= Task directions =
Copy the lines in the stretch from the line containing "503, row 188." through the line containing "column 453, row 78", substituting "metal spoon" for "wooden spoon" and changing nothing else. Leave the pictures out.

= Data listing =
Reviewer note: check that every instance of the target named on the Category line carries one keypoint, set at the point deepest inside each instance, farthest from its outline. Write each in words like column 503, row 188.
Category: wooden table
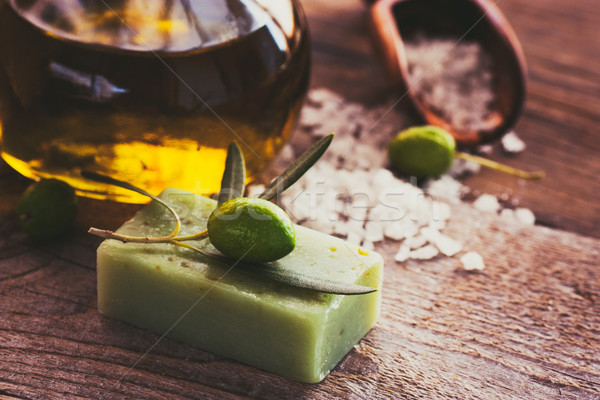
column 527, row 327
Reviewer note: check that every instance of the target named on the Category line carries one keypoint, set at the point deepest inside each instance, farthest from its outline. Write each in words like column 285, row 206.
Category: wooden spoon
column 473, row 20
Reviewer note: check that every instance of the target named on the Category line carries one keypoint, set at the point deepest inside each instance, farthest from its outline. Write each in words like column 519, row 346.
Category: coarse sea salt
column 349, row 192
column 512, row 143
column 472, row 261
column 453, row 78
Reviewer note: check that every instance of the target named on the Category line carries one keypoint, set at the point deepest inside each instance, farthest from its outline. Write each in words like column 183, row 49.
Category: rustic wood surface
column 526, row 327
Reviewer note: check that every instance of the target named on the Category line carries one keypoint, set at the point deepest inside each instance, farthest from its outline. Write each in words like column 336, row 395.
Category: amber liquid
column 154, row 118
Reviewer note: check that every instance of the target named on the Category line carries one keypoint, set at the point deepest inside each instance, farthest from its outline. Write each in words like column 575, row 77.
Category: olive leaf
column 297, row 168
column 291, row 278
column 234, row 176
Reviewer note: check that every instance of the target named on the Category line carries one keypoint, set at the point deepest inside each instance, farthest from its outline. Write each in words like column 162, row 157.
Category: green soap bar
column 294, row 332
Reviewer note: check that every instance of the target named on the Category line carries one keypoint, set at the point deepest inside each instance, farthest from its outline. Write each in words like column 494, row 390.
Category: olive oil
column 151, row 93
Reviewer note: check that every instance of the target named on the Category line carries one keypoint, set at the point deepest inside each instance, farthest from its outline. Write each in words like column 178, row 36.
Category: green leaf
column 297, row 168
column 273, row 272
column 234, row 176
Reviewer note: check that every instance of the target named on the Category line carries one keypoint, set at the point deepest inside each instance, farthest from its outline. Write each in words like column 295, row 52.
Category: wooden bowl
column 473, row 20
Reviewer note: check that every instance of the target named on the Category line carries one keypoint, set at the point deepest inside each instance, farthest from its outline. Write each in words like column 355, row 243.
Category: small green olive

--

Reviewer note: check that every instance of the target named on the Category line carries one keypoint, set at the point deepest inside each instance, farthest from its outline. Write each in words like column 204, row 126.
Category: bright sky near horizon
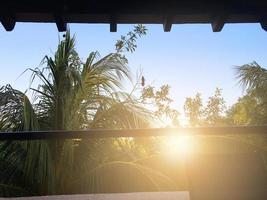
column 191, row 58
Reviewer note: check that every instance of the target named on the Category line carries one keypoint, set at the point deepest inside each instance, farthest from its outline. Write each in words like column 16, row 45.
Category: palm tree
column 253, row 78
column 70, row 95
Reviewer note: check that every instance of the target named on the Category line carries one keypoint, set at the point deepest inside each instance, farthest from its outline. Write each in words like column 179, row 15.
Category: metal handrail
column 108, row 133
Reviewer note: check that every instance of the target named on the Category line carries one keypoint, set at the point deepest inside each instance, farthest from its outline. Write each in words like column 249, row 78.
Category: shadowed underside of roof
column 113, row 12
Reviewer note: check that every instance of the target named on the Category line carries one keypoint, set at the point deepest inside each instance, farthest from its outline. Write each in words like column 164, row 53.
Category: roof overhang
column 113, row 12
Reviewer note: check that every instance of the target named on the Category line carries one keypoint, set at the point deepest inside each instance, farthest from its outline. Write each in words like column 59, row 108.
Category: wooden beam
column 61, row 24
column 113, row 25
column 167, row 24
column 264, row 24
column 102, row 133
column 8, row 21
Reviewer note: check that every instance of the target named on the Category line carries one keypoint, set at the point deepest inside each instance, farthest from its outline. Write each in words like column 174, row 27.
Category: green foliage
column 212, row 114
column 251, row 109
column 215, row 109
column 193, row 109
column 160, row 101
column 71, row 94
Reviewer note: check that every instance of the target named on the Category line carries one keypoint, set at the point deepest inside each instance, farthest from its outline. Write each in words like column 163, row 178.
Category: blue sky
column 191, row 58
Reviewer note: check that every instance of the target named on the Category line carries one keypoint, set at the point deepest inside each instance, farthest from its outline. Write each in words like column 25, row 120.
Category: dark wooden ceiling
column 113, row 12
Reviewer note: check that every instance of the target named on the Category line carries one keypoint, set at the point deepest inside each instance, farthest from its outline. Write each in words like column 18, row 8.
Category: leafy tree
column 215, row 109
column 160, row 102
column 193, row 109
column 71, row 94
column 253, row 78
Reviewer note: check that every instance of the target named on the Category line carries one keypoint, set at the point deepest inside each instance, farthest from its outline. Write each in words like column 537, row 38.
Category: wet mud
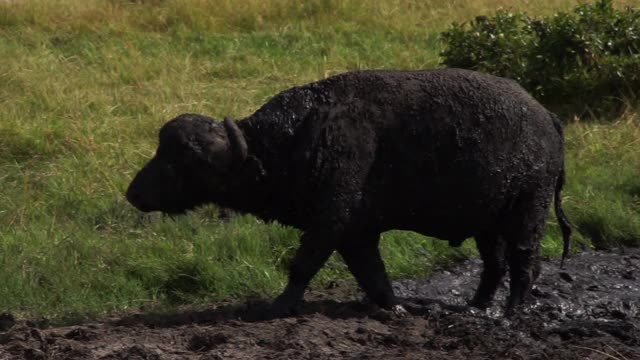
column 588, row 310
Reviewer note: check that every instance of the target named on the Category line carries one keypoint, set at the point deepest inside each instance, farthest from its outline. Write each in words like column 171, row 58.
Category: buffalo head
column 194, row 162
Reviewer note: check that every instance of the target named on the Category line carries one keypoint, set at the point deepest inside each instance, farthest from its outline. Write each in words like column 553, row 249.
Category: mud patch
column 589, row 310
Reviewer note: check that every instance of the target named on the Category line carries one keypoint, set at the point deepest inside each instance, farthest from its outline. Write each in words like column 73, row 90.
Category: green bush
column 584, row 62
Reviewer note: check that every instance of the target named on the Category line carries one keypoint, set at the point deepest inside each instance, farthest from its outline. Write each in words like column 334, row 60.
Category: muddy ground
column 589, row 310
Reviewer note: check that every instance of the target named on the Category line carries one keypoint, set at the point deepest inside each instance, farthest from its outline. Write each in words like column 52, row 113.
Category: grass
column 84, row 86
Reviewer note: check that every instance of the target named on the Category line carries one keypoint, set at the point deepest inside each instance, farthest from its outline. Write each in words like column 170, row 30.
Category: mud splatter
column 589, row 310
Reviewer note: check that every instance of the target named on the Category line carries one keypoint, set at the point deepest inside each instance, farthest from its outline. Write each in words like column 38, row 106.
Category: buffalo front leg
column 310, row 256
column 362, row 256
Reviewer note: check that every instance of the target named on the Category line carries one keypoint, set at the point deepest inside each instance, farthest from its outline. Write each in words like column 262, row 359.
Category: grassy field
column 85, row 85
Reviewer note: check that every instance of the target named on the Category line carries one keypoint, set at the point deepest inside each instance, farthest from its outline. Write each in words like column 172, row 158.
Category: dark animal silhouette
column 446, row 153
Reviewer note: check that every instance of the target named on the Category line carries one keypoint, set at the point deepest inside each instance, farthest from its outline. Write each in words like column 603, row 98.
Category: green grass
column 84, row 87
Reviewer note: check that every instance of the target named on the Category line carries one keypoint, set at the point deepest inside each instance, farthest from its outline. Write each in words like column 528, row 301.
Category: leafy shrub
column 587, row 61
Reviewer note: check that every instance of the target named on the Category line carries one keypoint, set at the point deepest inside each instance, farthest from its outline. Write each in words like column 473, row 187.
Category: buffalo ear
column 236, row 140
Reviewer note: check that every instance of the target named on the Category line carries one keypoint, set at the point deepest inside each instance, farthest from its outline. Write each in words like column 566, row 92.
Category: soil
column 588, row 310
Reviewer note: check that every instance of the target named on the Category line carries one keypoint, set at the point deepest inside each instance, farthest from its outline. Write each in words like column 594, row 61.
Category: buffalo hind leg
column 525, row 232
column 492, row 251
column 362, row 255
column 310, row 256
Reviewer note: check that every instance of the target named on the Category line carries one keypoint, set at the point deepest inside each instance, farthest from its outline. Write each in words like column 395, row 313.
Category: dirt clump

= Solution to this problem =
Reviewer note: check that every instance of the target named on the Category line carries one keypoint, set at the point deepest inside each instance, farthest from its outline. Write each in words like column 503, row 188.
Category: wooden table
column 527, row 327
Reviewer note: check that every instance of the target named on the Category line carries one keypoint, set at the point deepest inside each instance, farthest from its outline. Write each in words like column 285, row 206.
Category: metal spoon
column 473, row 20
Reviewer note: check that every instance of the target named on the Category line carries one keypoint, set at the point deepest inside each instance, farthest from its outline. Write each in words like column 519, row 346.
Category: coarse sea salt
column 349, row 192
column 512, row 143
column 472, row 261
column 453, row 78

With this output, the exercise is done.